Stated task —
In the Corolla Quest article, start at the words "So, there’s clearly" and stop after "in March 2020.", then write that passage out again, switching "dealership floors" to "showroom floors".

JOHANNESBURG – Here’s a statistical nugget for you. In the second half of 2019, Toyota South Africa Motors’ cleverly positioned prolonged lifecycle model, the Corolla Quest, outsold the more modern, eleventh-generation Corolla sedan at a rate of almost three to one.

Yes, over that six-month reporting period, as many as 5 414 units of the locally built Quest-badged saloon (itself based on the tenth-generation Corolla) found homes across the country, while the outgoing Corolla sedan landed up just short of the 2 000-unit mark. Its success stretches back further, of course; since its launch in 2014, the Quest nameplate has racked up a hefty 63 966 registrations.

Sure, the Quest benefitted a little more from fleet sales (not to mention its popularity with Uber drivers) but the feat is nonetheless an impressive one. It’s a similar case with Volkswagen’s Vivo nameplate, which routinely finds itself placing ahead of the latest Polo hatch at the very top of the passenger-vehicle sales charts.

So, there’s clearly a market for re-engineered variants of outgoing models slotting in below the latest version at a somewhat more palatable price (remember the Tazz?). And now, ahead of the imminent introduction of the twelfth-generation Corolla sedan, Toyota has seen fit to launch a “new” Quest, set to appear on dealership floors in March 2020.

But before we get into that, it’s worth pointing out the twelfth-gen Corolla won’t be built at the firm’s Prospecton plant in KwaZulu-Natal, with the Japanese company instead gearing up to import this fresh-faced model. The new-generation Quest, though, will roll off the local assembly line, continuing a proud 45-year production run of the Corolla nameplate in SA. Interestingly, Toyota says it will also start building a new (as-yet unspecified) passenger vehicle at its Durban factory from October 2021.

So, back to the Quest. What’s changed with this latest line-up? Well, the range has doubled in size, now comprising as many as six variants. The 1,6-litre petrol engine has been ditched in favour of a similarly familiar naturally aspirated 1,8-litre unit, which offers the front axle 103 kW and 174 N.m via either a slick-shifting six-speed manual gearbox or a continuously variable transmission (the old four-speed torque converter has finally been put out to pasture).

(Records of labeled boxes)

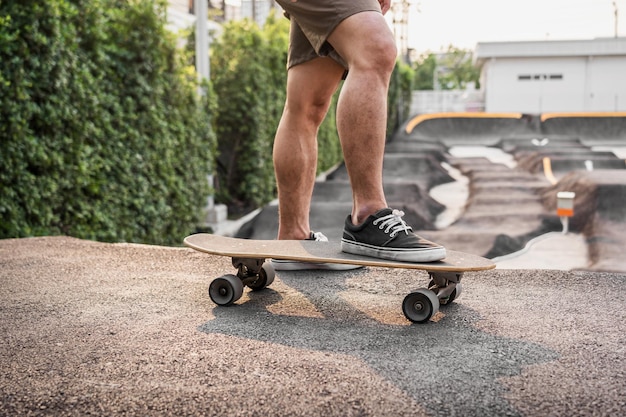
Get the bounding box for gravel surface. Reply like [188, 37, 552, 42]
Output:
[0, 237, 626, 416]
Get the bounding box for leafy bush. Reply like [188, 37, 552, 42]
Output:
[0, 0, 214, 243]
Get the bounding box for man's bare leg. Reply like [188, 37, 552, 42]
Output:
[328, 12, 397, 224]
[273, 58, 344, 240]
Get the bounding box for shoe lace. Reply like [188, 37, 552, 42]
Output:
[373, 210, 413, 237]
[310, 232, 328, 242]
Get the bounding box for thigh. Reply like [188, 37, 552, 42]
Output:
[277, 0, 382, 67]
[287, 57, 344, 113]
[328, 12, 397, 66]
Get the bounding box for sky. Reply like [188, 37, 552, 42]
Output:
[400, 0, 626, 53]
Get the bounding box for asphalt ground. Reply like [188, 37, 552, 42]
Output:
[0, 237, 626, 416]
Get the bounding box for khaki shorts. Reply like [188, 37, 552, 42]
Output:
[276, 0, 381, 69]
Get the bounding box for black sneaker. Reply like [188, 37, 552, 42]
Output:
[270, 232, 362, 271]
[341, 208, 446, 262]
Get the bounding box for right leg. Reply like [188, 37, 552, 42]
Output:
[273, 58, 344, 240]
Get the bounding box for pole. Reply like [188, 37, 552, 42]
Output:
[613, 0, 619, 38]
[193, 0, 215, 210]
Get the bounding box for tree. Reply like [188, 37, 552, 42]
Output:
[413, 45, 480, 90]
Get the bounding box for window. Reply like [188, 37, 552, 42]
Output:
[517, 74, 563, 81]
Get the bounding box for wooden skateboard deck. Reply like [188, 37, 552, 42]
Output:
[184, 233, 495, 323]
[184, 233, 495, 272]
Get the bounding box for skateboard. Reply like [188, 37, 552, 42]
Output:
[184, 233, 495, 323]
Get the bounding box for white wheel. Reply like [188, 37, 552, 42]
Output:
[402, 288, 439, 323]
[209, 274, 243, 306]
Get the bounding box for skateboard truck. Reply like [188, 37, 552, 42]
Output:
[209, 258, 276, 306]
[402, 271, 463, 323]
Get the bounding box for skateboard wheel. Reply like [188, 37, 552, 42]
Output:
[248, 262, 276, 291]
[209, 274, 243, 306]
[402, 289, 439, 323]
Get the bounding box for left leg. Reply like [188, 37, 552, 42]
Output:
[273, 58, 344, 240]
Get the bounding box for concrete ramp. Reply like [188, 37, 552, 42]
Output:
[541, 113, 626, 144]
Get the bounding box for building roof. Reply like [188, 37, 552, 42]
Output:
[474, 37, 626, 64]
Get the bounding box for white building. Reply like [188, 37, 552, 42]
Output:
[474, 37, 626, 114]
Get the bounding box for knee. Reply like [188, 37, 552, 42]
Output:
[350, 35, 398, 76]
[285, 97, 330, 130]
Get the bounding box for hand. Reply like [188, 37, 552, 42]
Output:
[378, 0, 391, 15]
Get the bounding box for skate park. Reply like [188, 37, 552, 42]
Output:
[230, 114, 626, 272]
[0, 115, 626, 416]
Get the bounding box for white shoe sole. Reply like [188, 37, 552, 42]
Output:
[341, 240, 446, 263]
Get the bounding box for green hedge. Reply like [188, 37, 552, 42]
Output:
[0, 0, 215, 244]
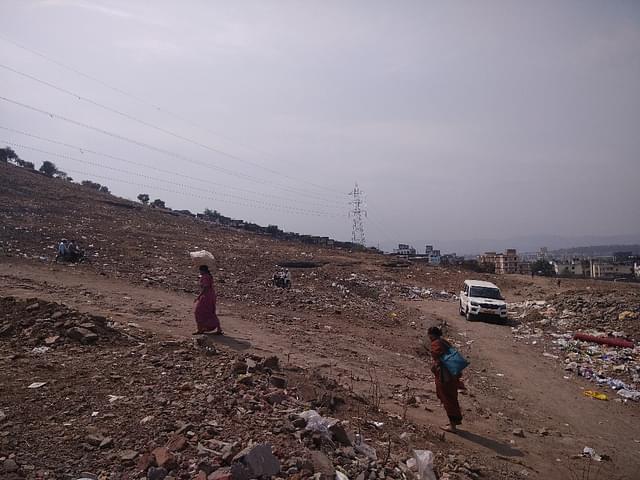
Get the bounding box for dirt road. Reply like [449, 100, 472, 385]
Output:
[0, 262, 640, 480]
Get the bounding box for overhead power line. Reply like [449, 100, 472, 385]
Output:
[67, 164, 348, 217]
[0, 34, 343, 194]
[0, 96, 340, 200]
[0, 140, 339, 217]
[0, 125, 344, 208]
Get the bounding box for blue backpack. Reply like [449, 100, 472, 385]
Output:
[440, 345, 469, 377]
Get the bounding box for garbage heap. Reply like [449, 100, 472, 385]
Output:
[509, 291, 640, 402]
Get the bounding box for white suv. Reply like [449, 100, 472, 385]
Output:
[460, 280, 507, 320]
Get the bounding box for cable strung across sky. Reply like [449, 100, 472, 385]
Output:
[0, 139, 344, 218]
[0, 35, 344, 195]
[0, 96, 344, 200]
[0, 125, 346, 210]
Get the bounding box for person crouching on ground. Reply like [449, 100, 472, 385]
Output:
[193, 265, 222, 335]
[427, 327, 462, 432]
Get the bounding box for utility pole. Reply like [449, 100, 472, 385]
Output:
[349, 183, 367, 247]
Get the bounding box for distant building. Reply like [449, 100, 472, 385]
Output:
[518, 262, 531, 275]
[478, 248, 530, 275]
[613, 251, 635, 263]
[551, 258, 589, 277]
[393, 243, 416, 255]
[537, 247, 549, 260]
[590, 260, 636, 280]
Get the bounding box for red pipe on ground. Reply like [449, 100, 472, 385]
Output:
[573, 333, 635, 348]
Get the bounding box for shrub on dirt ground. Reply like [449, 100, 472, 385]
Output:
[531, 259, 555, 277]
[39, 160, 59, 177]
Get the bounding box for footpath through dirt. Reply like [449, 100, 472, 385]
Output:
[0, 262, 640, 480]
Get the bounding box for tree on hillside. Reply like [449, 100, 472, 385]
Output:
[531, 258, 556, 277]
[81, 180, 102, 190]
[40, 160, 58, 177]
[16, 158, 36, 170]
[0, 147, 18, 162]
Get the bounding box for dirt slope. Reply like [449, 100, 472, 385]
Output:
[0, 165, 640, 479]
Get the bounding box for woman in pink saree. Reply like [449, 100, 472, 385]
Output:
[194, 265, 222, 335]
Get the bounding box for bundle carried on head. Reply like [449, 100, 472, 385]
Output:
[189, 250, 216, 269]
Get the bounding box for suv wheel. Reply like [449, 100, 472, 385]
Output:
[466, 307, 475, 322]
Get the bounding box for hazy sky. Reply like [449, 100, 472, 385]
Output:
[0, 0, 640, 255]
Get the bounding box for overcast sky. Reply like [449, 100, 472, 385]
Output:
[0, 0, 640, 250]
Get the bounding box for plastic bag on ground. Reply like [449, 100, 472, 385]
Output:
[298, 410, 332, 438]
[618, 388, 640, 402]
[413, 450, 438, 480]
[189, 250, 216, 268]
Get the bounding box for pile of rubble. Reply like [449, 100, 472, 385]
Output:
[0, 297, 130, 353]
[509, 292, 640, 401]
[0, 298, 510, 480]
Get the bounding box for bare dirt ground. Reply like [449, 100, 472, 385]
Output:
[0, 165, 640, 480]
[0, 262, 640, 479]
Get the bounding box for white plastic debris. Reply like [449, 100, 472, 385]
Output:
[27, 382, 47, 388]
[618, 388, 640, 402]
[189, 250, 216, 268]
[413, 450, 437, 480]
[336, 470, 349, 480]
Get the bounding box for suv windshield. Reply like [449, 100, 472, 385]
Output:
[469, 287, 502, 300]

Expected answer —
So, there’s clearly a market for re-engineered variants of outgoing models slotting in below the latest version at a somewhat more palatable price (remember the Tazz?). And now, ahead of the imminent introduction of the twelfth-generation Corolla sedan, Toyota has seen fit to launch a “new” Quest, set to appear on showroom floors in March 2020.